[TEXT PASSAGE start]

Adoption of serverless strategies is on the rise. In fact, over 75 percent of organizations surveyed
report that they have either implemented a serverless strategy or are planning to do so in the next
two years (451 Research). Current customers are also doing more with serverless technologies—
Amazon Web Services (AWS) users ran workloads on AWS Lambda 3.5 times more in 2021 than they
did in 2019 (Datadog).
The popularity of a serverless strategy is growing because it provides the opportunity for faster
time to market by dynamically and automatically allocating compute and memory based on user
requests. For most use cases, serverless allows customers to focus on business logic and writing code
that provides customer value, as opposed to spending time on managing infrastructure, application
scaling, building service integrations, and so on. It also provides cost savings through hands-off
infrastructure management, which enables organizations to redirect IT budgets and development
resources from operations to innovation. The pay-for-use model with serverless technologies leads
to a shift from large capital expenditure lockup to flexible, on-demand consumption, allowing users
to scale, customize, and provision computing resources dynamically to meet their exact needs. This,
in turn, increases business agility.

[TEXT PASSAGE end]

:: STATED EXERCISE A ::
Format the stretch of the records from the line containing "for every instance of the t-shirt" through the end of the records, both included, as a JSON list of strings with one string per line and any blank lines omitted.
The passage on serverless adoption and the records that come after it are drawn from unrelated sources.

[LISTING start]

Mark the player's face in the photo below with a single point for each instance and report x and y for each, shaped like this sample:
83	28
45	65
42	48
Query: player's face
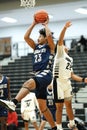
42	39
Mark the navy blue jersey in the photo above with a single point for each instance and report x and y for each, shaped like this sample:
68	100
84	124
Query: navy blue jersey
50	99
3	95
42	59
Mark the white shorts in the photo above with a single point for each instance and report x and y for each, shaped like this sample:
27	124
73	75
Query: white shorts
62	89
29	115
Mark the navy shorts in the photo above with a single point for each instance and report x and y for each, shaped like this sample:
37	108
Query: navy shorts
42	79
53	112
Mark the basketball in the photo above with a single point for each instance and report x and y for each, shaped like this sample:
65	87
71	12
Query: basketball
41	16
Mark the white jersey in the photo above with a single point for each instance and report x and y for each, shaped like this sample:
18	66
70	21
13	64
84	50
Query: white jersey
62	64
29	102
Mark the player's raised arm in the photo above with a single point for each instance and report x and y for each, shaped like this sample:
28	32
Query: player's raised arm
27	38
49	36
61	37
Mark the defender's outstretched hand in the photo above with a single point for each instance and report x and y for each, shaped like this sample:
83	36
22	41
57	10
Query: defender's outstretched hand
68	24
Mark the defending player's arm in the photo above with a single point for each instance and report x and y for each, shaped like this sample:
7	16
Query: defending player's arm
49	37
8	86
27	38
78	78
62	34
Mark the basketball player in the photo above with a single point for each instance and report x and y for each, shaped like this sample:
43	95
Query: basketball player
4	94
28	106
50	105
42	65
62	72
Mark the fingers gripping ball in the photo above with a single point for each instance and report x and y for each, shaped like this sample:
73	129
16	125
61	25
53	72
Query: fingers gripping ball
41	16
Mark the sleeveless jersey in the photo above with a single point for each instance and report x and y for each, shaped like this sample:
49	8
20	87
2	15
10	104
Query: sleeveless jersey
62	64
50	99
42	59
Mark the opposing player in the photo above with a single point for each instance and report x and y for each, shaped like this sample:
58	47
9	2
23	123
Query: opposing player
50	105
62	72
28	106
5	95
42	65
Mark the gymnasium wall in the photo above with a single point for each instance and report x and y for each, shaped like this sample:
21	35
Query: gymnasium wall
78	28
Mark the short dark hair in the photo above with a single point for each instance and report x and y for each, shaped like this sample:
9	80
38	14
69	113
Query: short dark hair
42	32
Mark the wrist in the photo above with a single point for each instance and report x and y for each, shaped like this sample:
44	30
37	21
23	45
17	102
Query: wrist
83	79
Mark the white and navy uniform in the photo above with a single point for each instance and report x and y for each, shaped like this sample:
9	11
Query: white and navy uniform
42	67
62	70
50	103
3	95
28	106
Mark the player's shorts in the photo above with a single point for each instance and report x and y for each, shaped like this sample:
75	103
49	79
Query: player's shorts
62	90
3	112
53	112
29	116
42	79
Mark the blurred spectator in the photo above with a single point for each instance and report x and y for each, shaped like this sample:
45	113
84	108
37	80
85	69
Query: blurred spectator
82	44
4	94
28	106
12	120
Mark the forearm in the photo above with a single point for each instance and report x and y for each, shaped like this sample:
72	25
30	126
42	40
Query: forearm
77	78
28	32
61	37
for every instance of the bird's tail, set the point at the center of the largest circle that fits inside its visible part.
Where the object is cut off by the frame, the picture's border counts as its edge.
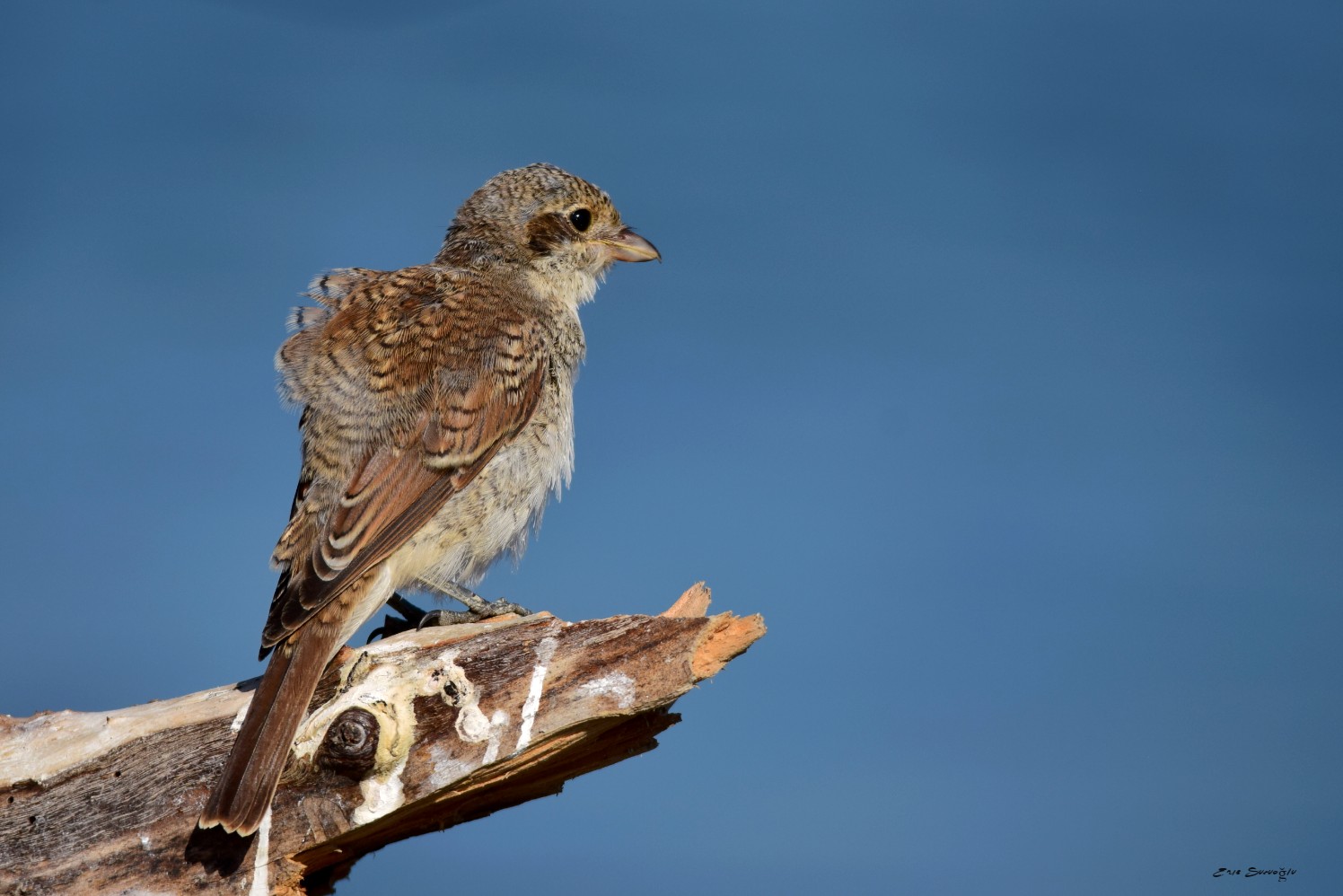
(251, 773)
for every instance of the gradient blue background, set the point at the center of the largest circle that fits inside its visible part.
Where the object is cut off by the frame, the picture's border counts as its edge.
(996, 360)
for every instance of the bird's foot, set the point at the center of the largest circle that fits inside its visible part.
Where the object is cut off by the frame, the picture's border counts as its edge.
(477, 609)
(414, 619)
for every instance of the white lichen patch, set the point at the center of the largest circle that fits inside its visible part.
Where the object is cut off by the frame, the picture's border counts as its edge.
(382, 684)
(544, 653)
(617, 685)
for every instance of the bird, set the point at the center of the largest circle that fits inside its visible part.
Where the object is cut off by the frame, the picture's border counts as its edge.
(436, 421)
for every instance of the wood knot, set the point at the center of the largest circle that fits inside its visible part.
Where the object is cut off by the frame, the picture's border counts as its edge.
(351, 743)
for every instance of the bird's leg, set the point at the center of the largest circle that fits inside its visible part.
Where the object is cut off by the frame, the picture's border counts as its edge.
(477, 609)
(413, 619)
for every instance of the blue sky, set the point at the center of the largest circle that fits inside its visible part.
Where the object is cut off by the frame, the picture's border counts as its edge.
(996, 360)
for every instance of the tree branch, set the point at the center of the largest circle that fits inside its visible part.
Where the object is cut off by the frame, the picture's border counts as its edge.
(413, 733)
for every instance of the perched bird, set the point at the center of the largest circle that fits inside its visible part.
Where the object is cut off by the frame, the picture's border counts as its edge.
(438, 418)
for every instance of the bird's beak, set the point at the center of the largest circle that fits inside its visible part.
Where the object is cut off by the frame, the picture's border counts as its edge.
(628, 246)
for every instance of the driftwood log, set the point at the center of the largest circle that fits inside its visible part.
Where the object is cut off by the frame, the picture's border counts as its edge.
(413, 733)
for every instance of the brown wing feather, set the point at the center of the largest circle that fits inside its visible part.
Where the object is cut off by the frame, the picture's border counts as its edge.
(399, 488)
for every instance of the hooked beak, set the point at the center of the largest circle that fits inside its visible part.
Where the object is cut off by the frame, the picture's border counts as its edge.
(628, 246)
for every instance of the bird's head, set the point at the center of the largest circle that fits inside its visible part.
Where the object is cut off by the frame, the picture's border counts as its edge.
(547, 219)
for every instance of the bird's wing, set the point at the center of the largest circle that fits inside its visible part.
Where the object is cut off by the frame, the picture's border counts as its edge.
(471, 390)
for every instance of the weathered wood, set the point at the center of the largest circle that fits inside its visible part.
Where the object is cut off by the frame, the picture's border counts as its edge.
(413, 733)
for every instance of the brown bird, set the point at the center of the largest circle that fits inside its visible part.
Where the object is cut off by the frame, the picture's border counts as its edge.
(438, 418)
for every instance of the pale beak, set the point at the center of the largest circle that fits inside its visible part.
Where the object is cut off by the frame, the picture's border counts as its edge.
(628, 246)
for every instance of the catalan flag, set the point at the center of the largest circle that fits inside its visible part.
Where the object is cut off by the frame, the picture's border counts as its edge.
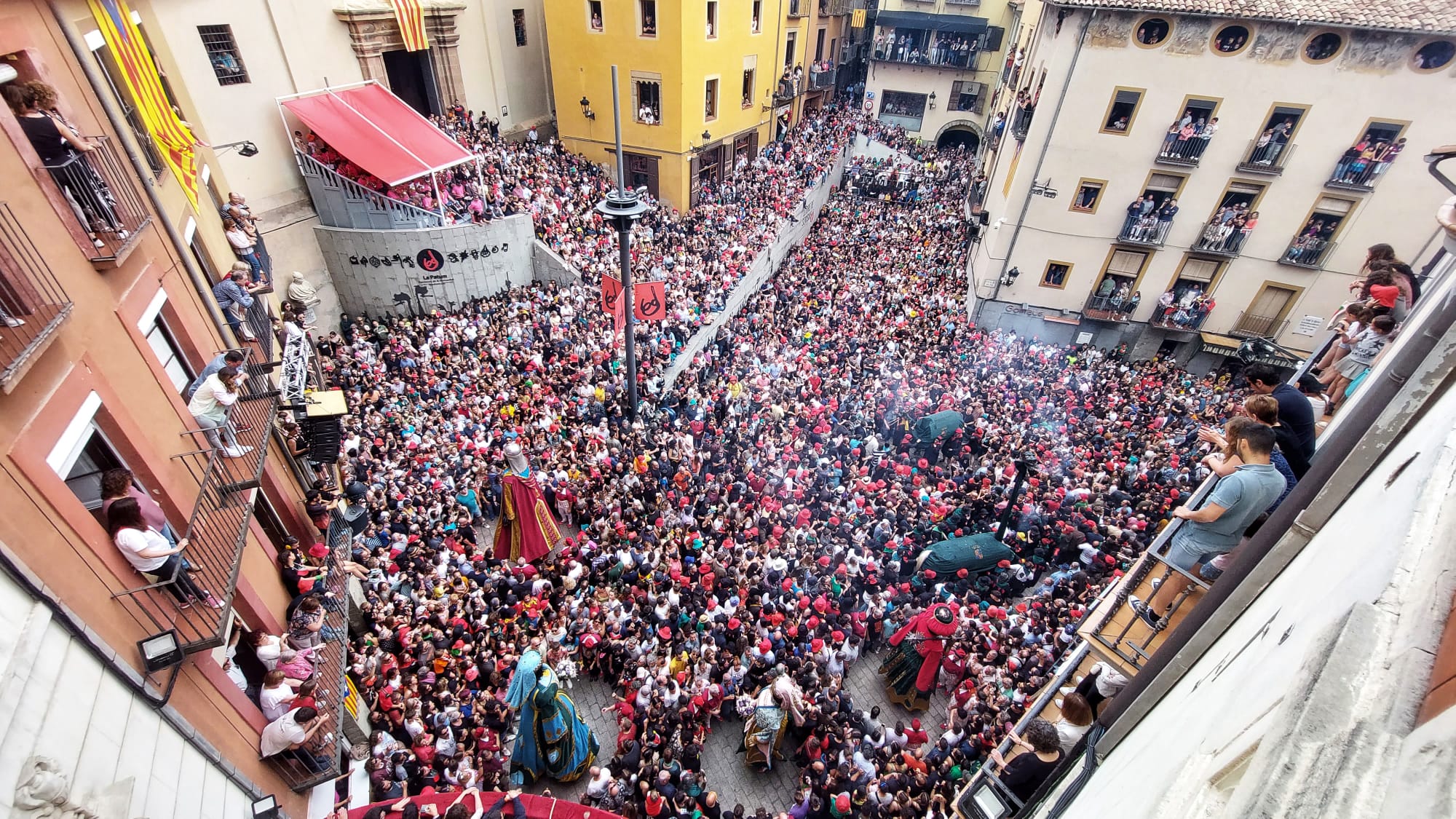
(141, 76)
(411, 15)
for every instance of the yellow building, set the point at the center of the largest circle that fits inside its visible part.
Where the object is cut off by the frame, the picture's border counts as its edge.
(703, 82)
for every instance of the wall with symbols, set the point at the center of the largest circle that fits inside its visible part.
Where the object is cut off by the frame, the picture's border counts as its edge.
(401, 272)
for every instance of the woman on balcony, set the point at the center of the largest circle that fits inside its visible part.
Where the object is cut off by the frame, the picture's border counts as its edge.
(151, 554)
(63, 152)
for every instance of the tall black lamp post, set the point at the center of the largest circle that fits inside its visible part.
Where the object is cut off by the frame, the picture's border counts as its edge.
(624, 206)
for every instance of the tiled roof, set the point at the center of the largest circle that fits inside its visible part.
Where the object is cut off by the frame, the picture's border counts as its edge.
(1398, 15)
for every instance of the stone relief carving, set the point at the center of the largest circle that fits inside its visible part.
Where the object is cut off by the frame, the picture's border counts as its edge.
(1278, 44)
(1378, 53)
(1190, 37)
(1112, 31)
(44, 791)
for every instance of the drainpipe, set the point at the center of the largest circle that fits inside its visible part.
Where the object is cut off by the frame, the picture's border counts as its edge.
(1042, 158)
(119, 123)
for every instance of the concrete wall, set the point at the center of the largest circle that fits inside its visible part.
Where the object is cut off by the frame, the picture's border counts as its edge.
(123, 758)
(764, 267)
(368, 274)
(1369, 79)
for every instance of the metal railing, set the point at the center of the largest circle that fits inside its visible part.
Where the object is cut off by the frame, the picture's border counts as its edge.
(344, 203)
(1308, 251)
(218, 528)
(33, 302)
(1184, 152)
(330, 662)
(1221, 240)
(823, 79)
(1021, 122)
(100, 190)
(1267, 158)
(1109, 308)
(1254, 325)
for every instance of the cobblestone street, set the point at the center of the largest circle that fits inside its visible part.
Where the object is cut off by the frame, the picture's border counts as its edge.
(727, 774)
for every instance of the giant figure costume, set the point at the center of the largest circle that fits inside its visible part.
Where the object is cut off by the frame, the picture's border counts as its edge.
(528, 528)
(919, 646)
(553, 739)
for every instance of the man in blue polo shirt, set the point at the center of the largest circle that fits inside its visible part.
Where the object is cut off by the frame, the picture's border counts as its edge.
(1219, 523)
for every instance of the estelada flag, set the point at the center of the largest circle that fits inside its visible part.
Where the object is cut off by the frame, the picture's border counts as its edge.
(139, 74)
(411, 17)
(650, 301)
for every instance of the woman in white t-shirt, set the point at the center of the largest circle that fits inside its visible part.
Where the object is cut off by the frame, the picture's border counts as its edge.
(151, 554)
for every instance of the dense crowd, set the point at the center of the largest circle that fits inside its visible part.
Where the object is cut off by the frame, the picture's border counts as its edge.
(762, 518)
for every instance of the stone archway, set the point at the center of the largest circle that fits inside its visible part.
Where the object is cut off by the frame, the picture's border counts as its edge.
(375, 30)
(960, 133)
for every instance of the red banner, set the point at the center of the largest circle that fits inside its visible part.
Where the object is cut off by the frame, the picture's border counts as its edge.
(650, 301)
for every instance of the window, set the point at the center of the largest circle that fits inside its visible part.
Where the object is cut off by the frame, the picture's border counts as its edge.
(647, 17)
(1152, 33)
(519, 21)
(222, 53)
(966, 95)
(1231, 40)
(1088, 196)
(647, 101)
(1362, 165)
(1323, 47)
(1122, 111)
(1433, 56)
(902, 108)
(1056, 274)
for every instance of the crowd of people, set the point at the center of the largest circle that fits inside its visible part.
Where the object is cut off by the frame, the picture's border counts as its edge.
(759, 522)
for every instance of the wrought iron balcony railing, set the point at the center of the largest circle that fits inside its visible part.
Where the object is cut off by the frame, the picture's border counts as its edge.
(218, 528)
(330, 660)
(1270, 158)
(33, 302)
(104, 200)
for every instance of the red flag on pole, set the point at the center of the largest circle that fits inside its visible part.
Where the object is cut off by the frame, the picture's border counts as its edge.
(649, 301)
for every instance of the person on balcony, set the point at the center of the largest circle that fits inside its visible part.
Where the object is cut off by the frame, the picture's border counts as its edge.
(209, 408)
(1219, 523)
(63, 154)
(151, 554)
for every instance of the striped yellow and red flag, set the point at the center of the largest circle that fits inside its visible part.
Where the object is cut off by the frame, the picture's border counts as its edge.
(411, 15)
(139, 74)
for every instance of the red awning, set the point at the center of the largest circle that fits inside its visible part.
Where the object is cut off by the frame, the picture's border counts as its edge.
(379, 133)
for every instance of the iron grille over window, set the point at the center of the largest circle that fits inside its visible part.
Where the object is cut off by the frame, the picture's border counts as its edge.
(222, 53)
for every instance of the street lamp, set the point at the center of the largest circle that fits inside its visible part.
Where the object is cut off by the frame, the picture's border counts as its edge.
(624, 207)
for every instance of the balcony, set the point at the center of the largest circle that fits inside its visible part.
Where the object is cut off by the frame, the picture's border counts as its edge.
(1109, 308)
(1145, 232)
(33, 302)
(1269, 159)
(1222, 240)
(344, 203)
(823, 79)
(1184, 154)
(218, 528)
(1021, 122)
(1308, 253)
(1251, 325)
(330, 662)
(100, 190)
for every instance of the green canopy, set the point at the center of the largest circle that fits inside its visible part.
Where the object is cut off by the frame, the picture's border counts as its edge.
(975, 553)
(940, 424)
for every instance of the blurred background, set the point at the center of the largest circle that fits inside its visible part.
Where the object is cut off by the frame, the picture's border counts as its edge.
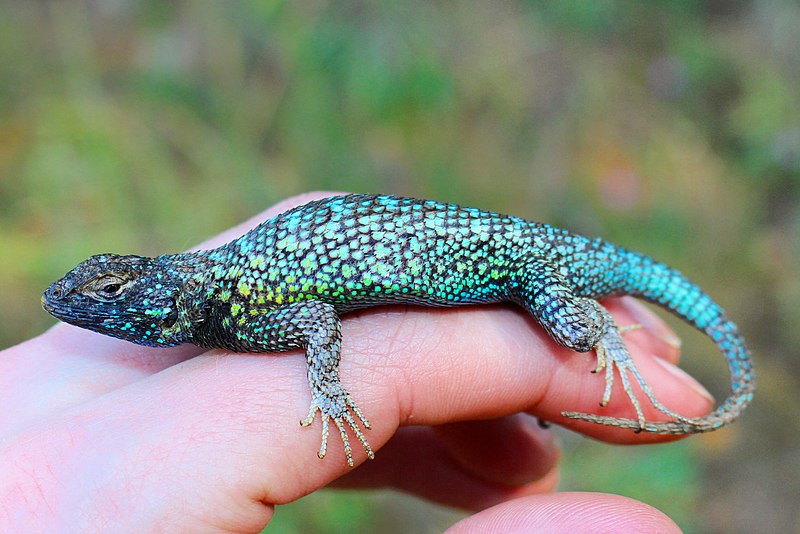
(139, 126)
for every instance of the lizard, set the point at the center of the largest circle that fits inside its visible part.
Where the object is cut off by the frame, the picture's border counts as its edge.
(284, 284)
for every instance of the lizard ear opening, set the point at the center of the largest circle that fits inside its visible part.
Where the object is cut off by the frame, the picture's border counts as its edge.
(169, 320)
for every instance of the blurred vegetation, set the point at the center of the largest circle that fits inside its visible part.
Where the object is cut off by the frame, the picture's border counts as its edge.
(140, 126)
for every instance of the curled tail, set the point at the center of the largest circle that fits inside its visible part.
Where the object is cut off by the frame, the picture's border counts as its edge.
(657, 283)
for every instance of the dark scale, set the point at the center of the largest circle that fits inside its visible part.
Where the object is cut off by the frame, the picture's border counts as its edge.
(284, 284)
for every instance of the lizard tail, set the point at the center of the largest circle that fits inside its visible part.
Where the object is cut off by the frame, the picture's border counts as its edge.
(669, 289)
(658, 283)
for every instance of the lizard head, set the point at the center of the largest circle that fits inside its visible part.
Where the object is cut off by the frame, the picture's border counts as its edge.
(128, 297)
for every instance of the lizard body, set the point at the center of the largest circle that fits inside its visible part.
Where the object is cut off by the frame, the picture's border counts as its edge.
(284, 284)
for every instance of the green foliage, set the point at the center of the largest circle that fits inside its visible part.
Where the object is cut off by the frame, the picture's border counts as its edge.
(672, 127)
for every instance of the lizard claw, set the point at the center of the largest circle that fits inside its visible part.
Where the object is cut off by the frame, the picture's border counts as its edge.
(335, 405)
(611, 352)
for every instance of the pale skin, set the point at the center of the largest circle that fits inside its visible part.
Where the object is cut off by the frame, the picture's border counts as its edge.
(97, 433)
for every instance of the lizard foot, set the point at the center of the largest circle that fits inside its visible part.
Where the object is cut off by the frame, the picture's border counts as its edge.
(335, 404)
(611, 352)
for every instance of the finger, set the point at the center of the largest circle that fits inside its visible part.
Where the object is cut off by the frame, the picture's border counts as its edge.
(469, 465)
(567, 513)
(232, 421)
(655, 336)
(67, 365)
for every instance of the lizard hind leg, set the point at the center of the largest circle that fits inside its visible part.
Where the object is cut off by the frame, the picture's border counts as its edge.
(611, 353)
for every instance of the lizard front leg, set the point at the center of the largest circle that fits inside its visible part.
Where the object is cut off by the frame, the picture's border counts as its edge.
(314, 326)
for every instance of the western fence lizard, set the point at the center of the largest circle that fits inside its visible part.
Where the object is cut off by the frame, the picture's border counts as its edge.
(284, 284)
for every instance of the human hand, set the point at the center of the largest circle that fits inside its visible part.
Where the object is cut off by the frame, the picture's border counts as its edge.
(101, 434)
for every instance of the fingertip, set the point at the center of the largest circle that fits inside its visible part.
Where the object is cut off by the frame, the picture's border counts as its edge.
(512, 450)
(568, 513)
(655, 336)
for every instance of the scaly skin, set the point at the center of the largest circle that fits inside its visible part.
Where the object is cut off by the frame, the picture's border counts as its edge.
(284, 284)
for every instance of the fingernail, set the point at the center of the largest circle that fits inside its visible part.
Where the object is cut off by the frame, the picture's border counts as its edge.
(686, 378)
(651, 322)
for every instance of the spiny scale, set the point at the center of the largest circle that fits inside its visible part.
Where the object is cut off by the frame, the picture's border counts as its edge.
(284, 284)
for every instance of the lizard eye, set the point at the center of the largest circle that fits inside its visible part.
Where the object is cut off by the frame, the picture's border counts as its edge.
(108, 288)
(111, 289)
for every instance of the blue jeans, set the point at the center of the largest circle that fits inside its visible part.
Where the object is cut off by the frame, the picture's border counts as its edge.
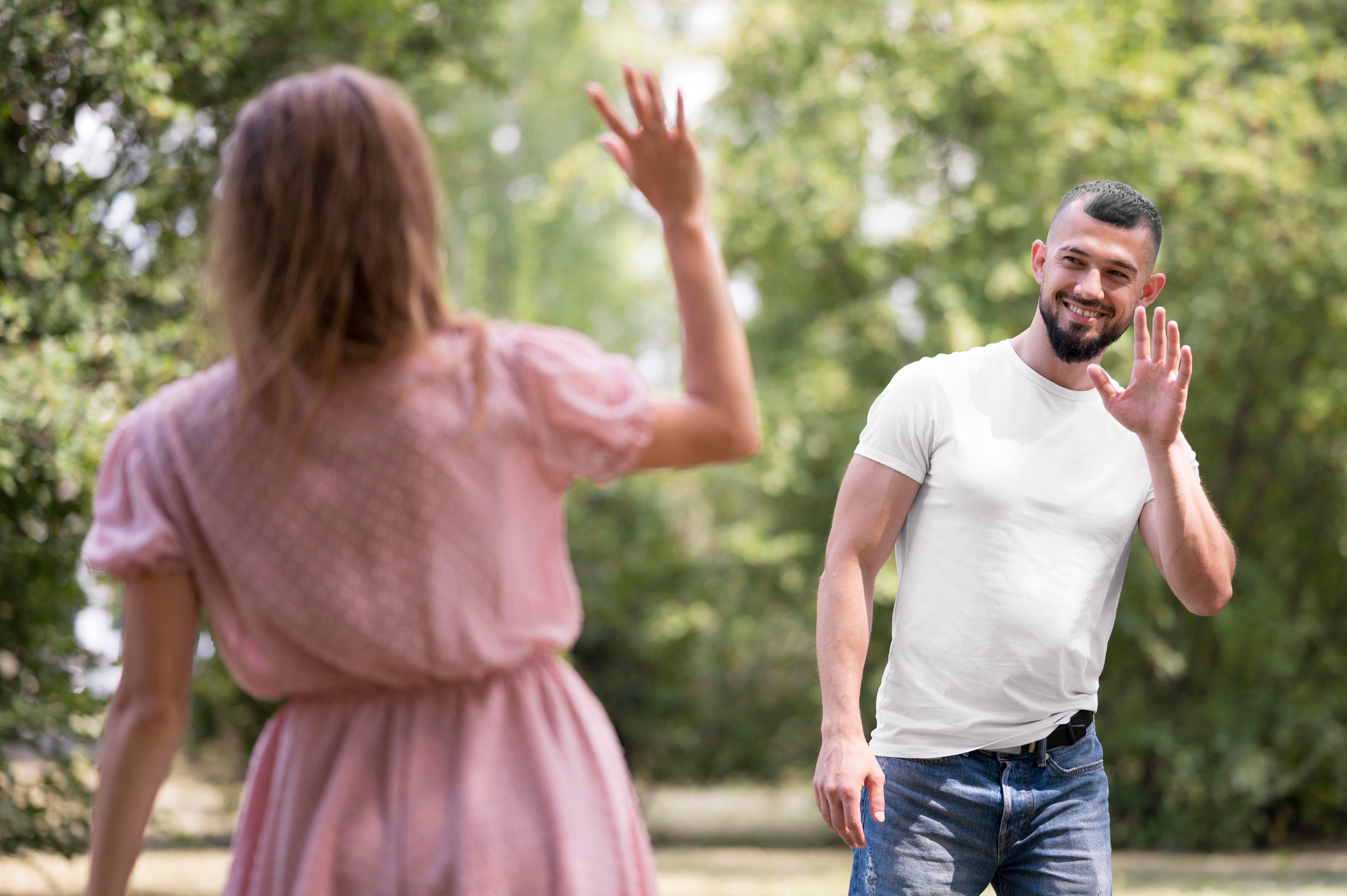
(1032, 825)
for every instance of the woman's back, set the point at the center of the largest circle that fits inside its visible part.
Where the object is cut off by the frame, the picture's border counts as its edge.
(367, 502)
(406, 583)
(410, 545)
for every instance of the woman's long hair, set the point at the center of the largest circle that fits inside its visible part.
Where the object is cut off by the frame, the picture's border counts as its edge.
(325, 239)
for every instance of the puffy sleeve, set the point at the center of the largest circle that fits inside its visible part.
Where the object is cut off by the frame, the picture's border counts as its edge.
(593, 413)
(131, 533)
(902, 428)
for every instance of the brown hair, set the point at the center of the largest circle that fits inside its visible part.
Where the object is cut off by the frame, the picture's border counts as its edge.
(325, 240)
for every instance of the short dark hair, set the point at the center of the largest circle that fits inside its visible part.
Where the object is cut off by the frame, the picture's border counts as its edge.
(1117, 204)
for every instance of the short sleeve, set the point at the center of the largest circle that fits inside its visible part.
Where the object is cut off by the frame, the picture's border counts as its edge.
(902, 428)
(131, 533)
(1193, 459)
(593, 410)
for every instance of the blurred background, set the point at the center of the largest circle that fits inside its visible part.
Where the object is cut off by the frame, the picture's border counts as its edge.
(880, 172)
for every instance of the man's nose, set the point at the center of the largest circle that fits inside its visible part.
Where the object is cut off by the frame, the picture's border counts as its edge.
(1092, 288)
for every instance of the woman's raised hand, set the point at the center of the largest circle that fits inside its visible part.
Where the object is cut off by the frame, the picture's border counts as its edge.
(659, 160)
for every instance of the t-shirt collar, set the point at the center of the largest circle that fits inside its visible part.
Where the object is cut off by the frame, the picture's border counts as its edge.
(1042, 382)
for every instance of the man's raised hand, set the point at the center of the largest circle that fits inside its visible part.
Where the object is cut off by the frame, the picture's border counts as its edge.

[LISTING end]

:: STATED EXERCISE B ::
Resume the passage on serverless adoption, starting after its last sentence.

:: FINAL ANSWER A ::
[
  "for every instance of the t-shirt collar, set the point at the center of the largest circle that fits inside its visible part.",
  "Where the object is cut off by the frame, the picture's border counts as its edge.",
  "(1042, 382)",
  "for every instance of the man's raised hand, set the point at the center of the largest circle that fits inside its visible part.",
  "Where the object is cut off by the frame, the picture's border counts as its edge."
]

:: FINAL ANSWER B ::
But predicting costs in a pay-for-use model can be difficult if the inputs are variable. And
prospective customers want to optimize costs by comparing server- or virtual machine (VM)–based
computing with serverless options. In 2019, we introduced a framework for comparing the total cost
of ownership (TCO) for both serverless and server-based applications, factoring in infrastructure,
development, and maintenance costs. In that analysis, we concluded that while infrastructure
costs, often referred to as the "cost to run" the application workloads, may seem higher with a
serverless approach, the TCO is significantly lower due to savings in infrastructure, development,
and maintenance costs.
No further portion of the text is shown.